--- START ---
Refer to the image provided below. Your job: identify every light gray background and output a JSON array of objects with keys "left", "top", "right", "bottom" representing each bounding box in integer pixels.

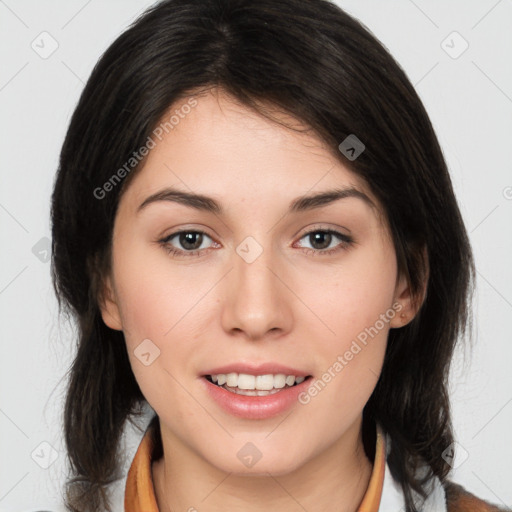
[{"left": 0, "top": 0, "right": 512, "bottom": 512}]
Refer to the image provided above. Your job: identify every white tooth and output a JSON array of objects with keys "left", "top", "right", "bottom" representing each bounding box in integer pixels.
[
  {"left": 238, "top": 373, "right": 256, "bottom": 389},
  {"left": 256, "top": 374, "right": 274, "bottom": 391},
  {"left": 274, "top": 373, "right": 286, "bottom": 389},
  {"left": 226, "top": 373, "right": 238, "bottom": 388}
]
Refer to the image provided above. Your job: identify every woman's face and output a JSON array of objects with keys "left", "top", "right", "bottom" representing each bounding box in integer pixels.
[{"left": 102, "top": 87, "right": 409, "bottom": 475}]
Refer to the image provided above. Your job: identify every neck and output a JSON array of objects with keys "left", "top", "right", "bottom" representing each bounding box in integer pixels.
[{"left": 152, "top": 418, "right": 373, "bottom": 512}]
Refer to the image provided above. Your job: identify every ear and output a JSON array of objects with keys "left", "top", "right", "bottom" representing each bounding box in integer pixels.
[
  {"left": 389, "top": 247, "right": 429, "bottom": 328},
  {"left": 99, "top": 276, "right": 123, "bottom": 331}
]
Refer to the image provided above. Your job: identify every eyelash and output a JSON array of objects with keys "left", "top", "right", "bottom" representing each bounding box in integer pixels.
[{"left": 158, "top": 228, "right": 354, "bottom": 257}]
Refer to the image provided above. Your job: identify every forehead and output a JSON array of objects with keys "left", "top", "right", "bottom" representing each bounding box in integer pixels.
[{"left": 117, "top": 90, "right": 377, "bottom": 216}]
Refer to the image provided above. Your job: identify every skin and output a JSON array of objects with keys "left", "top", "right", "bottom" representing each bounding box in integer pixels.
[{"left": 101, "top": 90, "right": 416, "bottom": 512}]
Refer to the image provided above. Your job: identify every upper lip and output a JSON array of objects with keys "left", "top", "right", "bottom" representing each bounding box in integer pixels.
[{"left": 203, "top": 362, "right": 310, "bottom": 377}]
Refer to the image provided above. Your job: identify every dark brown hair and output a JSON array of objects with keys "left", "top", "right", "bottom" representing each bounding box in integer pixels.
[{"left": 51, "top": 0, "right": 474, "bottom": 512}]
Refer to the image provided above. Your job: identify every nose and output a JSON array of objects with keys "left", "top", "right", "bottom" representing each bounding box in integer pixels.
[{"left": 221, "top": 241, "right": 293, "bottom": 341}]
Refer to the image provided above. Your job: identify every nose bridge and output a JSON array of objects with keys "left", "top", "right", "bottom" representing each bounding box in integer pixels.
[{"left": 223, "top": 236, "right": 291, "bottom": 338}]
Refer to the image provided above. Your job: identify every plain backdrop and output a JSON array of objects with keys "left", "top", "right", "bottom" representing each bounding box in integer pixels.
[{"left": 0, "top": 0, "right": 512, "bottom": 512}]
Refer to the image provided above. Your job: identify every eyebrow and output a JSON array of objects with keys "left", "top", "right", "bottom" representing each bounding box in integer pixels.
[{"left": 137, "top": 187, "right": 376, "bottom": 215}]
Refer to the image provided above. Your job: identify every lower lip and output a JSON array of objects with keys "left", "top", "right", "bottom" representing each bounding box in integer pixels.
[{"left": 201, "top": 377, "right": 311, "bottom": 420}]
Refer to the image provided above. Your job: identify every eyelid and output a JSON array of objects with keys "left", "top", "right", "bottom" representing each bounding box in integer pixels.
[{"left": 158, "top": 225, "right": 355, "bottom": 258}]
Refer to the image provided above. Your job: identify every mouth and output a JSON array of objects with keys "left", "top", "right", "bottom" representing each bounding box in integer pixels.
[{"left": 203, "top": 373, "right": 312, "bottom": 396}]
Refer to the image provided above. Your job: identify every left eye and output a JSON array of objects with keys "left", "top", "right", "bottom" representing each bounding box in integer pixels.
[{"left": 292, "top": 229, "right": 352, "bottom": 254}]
--- END ---
▶ _TO DO_: Count the lines in the listing above that contain the string "nose", matching case exactly, and reply with the number alone.

▶ _SOLUTION FOR THIS EXERCISE_: 2